**DOCUMENT TEXT:**
====
Ambassadors to Ukraine 2017 – Teen Reflection
By Jacob Ioffe
When I first learned about Ambassadors to Ukraine, a unique opportunity for BBYO members from North America, Europe and Israel to join our brothers and sisters in Active Jewish Teens – the American Jewish Joint Distribution Committee’s growing teen movement in the former Soviet Union and a BBYO partner through our global JDC partnership to engage Jewish teens worldwide – at their fourth annual AJT conference, my first thought was, how are my parents going to react?
Both of my parents were born and raised in Lviv, a city on the western border of Ukraine and grew up during a time of severe anti-Semitism and oppression. They moved to the United States in 1994 to escape those circumstances and the tough times that commenced after the Communist regime fell. While they were born Jewish and grew up Jewish, they kept it inside the house. Religion to them was not worship or tradition – it was hiding.
Pitching the idea of going back to the country they desperately tried to leave in order to attend a conference with Jewish teens sounded crazy to them at first. There was immediate skepticism on their part, and they questioned how serious I was about joining the trip because they didn’t believe something like an Active Jewish Teens conference would ever take place in Ukraine. After much research, they eventually allowed me to go. While I was excited to travel and experience the roots of my culture and identity, my parents were definitely nervous.
As I headed to New York to meet my delegation, my parents scrambled to give me tips on things I should – and shouldn’t – do on my trip. I learned how to speak Russian growing up, but I was warned not to use it outside of with my peers due to the political conflicts going on with Russia.
When I arrived at JFK airport, my excitement turned to nervousness as I wondered whether the trip was going to be a good use of my time. These thoughts quickly disappeared on my flight to Kiev when I sat next to a recent college graduate from Kiev. He told me about his life and his work, and it turned out he was Jewish as well. I asked him about Kiev, what the community was like, what the people were like, and the effect of the political tension on topics such as language or anti-Semitism. After hearing the perspective of someone from the community, I was eager to experience what lay ahead.
The learning began immediately after stepping foot in Kiev. The city oddly felt like home, even without any similar aspects to where I currently reside: the culture, food, and language all reminded me of my family at home. As time went by and I was able to have one-on-one conversations with several people, I began to learn more about Ukraine and the local Jewish community. An especially eye-opening conversation I had was with an early childhood program employee at the Halom JCC, opened by JDC two years ago as part of its large-scale efforts to rebuild Jewish life in post-Soviet nations. She told me a little bit about herself and proceeded to tell me that she wasn’t Jewish but that she wanted to help in the Jewish community because she sees how special our religion is. That was incredible to me because she was under no obligation to spend her time helping young Jewish children develop freely in a land where it once wasn’t possible – and yet she wanted to.
Later that day I had the honor of meeting a 95-year-old Holocaust survivor, Lydia Korotina, known for assisting Jews during the war. Lydia now regularly attends JDC’s Hesed social welfare center to speak and educate others. The Hesed is one of dozens of such centers that provides aid to needy Jewish elderly and children as well as providing a safe and enjoyable space for various activities such as Israeli dancing and singing.
====
**EXERCISE INSTRUCTIONS:**
a) In two sentences, what happens in the Ukraine trip reflection?
b) According to the Ukraine trip reflection, in what year did the writer's parents move to the United States?
Rely only on the Ukraine trip reflection above when working with the material.
====
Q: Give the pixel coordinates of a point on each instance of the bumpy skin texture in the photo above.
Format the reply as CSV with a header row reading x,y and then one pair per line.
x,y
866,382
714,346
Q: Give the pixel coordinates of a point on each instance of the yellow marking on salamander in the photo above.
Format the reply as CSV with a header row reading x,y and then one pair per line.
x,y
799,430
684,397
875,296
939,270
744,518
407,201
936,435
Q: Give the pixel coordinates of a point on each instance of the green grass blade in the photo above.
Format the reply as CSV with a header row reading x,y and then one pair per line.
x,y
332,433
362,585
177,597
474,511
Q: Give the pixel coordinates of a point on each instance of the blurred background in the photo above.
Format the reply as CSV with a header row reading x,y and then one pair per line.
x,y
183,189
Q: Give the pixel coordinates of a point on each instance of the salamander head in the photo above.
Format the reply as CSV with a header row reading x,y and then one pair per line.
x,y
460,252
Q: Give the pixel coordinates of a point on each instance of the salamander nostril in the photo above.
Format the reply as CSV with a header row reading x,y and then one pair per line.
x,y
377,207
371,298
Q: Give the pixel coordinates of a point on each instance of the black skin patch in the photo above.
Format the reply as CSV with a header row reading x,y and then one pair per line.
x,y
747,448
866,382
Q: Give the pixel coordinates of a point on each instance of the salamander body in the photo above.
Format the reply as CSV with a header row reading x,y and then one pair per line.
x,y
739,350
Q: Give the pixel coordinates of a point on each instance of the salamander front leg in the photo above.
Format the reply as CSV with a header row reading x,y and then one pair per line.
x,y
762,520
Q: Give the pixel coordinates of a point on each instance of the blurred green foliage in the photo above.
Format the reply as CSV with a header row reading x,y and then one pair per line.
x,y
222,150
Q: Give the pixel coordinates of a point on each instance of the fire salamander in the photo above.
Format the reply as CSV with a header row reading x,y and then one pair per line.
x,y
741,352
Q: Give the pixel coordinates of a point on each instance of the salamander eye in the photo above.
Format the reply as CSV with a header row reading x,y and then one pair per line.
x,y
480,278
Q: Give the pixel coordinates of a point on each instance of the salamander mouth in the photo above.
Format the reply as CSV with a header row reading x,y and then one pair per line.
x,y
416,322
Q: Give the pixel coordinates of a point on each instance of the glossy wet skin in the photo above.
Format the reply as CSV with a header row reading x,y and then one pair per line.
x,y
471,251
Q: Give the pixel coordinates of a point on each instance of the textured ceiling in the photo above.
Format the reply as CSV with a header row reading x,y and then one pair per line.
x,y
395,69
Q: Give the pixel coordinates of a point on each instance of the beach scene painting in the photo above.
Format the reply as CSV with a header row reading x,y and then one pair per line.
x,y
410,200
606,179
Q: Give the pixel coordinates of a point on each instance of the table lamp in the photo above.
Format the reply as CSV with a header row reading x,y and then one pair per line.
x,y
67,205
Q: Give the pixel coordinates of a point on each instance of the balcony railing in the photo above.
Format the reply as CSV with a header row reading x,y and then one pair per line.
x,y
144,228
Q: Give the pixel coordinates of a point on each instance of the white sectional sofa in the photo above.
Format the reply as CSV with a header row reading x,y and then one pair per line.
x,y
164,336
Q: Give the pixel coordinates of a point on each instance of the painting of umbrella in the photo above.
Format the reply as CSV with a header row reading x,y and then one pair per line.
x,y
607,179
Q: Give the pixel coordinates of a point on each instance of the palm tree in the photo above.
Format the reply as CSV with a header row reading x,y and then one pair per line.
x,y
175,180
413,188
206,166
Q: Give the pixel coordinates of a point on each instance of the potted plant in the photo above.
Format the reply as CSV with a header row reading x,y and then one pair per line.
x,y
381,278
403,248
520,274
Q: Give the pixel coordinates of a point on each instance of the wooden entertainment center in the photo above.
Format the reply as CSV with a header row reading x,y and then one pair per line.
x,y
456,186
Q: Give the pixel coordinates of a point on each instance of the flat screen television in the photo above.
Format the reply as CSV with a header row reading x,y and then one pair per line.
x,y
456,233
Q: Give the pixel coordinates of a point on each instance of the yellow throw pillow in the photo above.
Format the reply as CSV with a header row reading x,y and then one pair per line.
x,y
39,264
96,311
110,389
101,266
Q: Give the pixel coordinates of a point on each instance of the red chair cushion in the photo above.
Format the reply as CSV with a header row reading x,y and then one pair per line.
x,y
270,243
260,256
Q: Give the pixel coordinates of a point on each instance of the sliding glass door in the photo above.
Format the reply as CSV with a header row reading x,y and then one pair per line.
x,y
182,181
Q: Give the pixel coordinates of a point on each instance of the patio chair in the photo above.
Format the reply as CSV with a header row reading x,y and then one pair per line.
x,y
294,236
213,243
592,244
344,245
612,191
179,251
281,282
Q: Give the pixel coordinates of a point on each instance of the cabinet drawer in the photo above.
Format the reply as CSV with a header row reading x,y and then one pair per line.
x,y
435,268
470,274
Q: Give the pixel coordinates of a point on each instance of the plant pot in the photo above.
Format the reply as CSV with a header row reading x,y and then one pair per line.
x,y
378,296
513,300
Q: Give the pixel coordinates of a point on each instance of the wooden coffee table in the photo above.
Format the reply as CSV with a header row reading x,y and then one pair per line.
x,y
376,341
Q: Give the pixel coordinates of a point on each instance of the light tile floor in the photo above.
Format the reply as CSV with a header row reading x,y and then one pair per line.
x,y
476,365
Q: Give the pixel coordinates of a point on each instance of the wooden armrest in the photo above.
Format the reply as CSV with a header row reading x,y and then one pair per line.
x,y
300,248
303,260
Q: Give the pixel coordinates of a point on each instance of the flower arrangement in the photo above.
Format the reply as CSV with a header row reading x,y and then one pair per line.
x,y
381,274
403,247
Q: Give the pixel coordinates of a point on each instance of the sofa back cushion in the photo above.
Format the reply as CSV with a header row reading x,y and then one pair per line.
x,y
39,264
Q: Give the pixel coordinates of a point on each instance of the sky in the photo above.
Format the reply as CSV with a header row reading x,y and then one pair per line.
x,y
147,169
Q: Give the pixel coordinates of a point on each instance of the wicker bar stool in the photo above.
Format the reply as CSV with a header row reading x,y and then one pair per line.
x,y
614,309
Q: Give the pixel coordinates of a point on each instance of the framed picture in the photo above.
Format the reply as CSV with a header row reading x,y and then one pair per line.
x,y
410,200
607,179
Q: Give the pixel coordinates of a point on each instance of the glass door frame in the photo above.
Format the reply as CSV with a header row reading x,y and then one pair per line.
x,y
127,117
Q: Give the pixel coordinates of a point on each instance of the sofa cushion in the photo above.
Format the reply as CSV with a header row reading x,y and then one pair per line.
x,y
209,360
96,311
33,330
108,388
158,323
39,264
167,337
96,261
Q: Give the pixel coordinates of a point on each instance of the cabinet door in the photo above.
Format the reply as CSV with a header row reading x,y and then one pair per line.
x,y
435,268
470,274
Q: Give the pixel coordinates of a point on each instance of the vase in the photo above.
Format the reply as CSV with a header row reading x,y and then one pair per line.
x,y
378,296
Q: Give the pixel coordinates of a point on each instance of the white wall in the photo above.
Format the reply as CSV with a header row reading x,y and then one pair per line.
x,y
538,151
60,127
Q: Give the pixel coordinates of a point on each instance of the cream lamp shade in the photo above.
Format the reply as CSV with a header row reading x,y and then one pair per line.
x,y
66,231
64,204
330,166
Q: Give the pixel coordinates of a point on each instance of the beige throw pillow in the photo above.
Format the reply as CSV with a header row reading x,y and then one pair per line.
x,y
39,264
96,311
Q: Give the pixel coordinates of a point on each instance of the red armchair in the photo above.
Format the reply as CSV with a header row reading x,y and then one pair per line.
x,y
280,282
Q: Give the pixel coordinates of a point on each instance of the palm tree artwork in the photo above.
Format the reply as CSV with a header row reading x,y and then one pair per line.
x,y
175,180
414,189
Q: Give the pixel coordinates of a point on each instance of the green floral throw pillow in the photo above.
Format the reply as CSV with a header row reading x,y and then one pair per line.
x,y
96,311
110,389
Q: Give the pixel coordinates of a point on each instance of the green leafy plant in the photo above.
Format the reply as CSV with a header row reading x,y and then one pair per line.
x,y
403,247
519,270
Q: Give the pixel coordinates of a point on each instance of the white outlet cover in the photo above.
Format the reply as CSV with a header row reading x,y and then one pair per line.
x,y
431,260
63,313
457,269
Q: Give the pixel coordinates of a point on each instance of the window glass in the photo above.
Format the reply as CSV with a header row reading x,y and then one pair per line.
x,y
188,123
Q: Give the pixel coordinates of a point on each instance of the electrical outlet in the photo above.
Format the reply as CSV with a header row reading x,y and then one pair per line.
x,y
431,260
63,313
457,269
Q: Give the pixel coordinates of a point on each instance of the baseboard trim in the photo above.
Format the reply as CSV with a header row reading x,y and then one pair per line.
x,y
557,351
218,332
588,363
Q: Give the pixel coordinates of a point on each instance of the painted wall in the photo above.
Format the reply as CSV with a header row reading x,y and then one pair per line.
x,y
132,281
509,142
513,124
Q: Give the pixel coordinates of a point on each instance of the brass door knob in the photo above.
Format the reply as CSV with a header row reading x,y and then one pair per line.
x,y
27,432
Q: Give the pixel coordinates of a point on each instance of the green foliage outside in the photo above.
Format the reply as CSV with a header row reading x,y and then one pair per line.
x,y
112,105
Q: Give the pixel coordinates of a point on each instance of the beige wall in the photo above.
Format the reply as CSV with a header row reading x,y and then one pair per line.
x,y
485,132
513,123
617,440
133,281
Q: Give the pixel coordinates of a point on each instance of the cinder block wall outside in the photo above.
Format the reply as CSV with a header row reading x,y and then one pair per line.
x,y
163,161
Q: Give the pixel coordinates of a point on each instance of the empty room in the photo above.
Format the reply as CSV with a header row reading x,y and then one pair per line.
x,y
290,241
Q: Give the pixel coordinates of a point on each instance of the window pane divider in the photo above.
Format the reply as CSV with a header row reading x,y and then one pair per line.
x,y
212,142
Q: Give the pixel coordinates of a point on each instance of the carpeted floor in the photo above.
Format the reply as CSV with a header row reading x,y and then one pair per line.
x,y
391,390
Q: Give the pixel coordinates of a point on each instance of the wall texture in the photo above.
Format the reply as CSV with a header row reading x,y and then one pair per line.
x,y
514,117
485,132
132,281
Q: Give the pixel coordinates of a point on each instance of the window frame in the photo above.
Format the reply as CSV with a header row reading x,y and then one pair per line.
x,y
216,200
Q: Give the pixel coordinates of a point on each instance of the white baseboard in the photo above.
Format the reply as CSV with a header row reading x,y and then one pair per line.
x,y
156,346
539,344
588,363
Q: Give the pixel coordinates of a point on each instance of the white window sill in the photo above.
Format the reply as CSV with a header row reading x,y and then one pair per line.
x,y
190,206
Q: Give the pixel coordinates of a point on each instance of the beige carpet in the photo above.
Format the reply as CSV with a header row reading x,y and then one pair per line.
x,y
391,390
====
**ANSWER LIST:**
a) Jacob Ioffe, whose parents left Lviv for the United States in 1994 to escape anti-Semitism and oppression, was eventually allowed to join BBYO's Ambassadors to Ukraine trip to the Active Jewish Teens conference despite their nervousness. In Kiev the city felt like home, and conversations, including ones with a non-Jewish early childhood employee at the Halom JCC and 95-year-old Holocaust survivor Lydia Korotina, taught the writer about Ukraine and its Jewish community.

b) 1994